- [Consegna] Elenca, copiandole per intero, tutte le righe dei record seguenti che contengono la parola "limestone", distinguendo tra maiuscole e minuscole.

(Record di annotazione a punti)
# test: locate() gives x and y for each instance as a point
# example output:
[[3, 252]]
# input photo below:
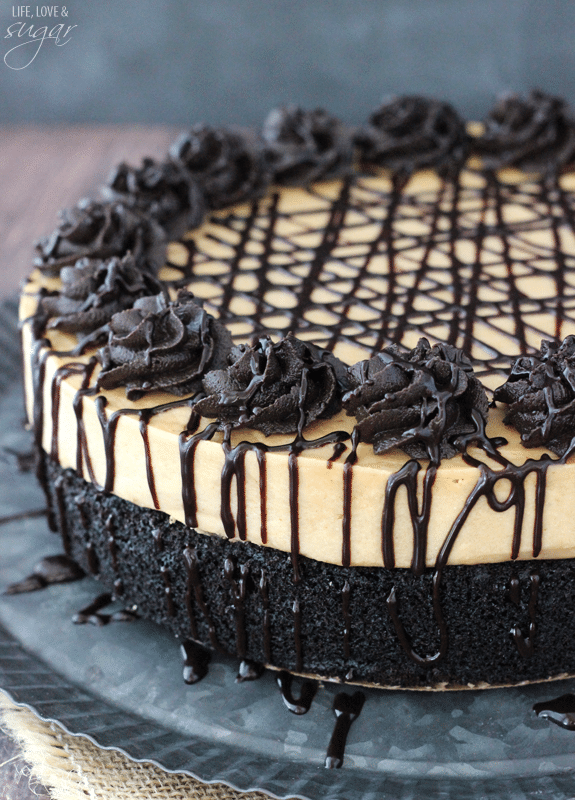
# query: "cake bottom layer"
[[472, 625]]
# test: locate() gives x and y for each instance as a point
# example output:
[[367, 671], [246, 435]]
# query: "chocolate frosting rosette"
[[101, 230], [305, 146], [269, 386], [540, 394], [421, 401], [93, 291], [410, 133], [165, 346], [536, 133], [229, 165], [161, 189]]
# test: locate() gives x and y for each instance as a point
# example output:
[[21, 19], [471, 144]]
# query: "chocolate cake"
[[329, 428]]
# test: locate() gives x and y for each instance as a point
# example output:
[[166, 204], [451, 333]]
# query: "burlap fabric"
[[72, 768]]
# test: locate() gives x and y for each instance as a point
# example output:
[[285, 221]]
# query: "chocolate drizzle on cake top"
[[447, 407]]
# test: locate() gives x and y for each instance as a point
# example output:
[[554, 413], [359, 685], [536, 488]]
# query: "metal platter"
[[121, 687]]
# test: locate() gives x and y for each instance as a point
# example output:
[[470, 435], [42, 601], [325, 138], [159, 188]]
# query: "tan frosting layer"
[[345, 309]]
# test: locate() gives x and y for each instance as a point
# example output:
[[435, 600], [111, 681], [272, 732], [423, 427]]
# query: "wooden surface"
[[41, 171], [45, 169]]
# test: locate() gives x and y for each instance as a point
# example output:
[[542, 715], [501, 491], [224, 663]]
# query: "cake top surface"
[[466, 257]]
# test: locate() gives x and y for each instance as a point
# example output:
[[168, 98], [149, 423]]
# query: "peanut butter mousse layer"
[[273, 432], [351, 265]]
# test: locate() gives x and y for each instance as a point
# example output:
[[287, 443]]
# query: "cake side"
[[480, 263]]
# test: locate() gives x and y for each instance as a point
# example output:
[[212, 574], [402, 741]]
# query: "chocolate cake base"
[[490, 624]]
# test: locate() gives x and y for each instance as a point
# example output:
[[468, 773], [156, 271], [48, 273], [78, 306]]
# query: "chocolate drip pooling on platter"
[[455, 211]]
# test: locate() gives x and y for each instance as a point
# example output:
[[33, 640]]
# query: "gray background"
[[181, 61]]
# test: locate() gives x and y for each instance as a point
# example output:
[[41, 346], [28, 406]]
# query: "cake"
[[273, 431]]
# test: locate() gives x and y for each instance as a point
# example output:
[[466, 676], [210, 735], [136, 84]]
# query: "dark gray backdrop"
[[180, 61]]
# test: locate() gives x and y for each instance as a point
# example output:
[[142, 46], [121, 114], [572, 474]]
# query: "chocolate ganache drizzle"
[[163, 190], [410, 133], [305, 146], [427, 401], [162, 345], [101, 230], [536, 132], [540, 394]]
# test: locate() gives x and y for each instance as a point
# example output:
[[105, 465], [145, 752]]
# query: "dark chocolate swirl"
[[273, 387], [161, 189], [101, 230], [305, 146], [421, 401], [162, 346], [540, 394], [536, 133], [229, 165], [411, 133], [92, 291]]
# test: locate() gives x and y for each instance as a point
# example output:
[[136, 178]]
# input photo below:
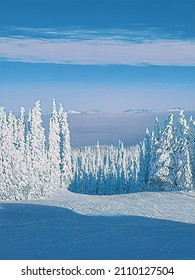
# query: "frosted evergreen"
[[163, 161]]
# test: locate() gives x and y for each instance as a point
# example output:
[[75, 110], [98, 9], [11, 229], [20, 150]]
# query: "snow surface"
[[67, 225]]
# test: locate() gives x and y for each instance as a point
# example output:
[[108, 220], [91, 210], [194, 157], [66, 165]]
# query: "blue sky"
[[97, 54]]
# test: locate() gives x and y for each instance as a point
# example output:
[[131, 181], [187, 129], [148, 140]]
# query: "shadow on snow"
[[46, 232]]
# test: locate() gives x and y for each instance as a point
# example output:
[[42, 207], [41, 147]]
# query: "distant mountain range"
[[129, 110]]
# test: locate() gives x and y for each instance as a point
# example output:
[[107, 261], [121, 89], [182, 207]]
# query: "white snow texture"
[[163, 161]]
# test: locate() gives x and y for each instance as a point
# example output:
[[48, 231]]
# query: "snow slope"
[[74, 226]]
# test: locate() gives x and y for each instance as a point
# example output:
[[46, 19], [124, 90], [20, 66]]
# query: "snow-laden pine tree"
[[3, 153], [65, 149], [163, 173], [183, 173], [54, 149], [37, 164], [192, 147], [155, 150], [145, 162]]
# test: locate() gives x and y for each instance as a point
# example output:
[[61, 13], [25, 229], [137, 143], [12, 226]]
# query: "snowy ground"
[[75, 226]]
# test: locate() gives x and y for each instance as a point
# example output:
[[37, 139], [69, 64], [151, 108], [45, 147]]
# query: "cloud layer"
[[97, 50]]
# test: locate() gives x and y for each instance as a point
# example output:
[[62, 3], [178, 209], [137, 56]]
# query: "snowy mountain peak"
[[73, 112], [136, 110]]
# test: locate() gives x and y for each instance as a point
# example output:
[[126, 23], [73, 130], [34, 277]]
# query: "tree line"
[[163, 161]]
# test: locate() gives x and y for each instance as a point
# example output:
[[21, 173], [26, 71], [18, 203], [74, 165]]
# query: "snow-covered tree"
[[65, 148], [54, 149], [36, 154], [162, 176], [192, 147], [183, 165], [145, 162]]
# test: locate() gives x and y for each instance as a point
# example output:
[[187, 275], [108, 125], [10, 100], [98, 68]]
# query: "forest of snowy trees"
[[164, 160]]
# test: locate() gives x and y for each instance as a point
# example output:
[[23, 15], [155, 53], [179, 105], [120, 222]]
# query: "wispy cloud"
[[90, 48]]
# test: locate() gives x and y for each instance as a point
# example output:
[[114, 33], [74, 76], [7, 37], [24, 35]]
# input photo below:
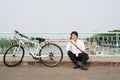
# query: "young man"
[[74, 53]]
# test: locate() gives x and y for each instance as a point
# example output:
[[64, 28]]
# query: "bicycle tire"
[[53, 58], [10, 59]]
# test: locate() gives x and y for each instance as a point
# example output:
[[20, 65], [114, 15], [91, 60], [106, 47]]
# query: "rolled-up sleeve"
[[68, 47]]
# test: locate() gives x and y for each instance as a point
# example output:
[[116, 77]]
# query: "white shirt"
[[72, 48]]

--

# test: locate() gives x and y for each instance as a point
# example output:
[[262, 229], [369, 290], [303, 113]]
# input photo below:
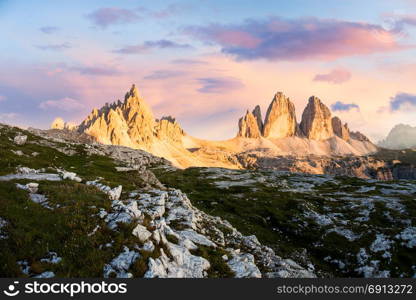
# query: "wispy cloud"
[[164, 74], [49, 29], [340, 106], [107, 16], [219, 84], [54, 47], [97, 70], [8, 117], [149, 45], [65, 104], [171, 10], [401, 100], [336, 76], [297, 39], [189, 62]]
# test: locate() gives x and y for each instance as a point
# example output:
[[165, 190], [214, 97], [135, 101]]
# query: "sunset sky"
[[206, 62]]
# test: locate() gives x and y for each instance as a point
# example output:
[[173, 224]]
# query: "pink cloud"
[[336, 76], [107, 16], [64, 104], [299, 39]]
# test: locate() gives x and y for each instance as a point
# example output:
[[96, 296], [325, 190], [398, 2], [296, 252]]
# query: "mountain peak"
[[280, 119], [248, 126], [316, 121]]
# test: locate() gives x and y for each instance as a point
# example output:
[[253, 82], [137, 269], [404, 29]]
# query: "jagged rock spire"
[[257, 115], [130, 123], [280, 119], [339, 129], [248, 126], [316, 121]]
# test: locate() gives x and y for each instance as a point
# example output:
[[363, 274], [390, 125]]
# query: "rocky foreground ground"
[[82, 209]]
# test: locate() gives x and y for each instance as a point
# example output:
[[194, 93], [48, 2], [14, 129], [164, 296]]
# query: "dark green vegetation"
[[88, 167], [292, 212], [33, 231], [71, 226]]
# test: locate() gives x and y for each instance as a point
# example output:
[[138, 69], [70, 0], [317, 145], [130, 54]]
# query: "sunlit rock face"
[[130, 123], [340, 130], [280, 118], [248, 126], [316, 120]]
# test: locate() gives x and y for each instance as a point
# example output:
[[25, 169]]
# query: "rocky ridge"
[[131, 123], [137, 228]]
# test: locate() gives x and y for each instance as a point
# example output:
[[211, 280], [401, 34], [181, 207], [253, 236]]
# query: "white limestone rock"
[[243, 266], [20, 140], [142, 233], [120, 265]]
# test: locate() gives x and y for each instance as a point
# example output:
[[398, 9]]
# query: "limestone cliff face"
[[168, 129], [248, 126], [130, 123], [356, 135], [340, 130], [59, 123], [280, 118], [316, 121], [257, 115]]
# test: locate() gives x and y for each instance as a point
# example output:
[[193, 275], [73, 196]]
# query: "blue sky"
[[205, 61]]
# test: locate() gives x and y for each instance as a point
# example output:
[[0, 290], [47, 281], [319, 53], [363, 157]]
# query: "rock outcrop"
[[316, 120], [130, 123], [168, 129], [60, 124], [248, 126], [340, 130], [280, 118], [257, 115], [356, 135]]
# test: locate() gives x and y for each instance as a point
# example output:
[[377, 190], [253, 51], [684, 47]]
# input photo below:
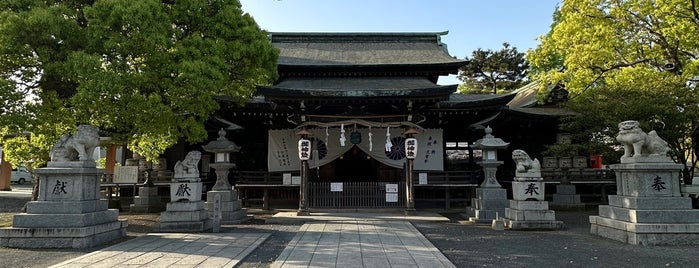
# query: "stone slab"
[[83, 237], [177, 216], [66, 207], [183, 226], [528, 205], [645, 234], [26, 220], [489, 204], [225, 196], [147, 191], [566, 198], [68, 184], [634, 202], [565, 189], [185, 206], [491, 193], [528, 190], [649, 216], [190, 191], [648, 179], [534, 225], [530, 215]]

- [Risposta]
# query: "white limestone rock"
# query: "limestone cliff face"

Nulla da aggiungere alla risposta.